Return an exact copy of the entries, skipping any picture you find.
□ □ □ □
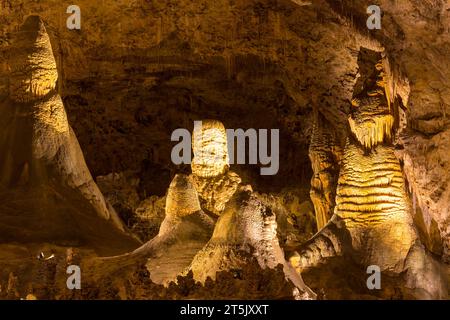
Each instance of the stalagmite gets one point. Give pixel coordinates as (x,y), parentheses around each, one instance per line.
(184,231)
(323,152)
(211,176)
(38,146)
(372,222)
(246,230)
(209,143)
□ □ □ □
Task result
Each instance of the stalagmite gets one point. Give pixel coordinates as (x,y), parentheses around each, one instance per line.
(184,231)
(323,152)
(211,176)
(38,146)
(372,222)
(246,230)
(209,143)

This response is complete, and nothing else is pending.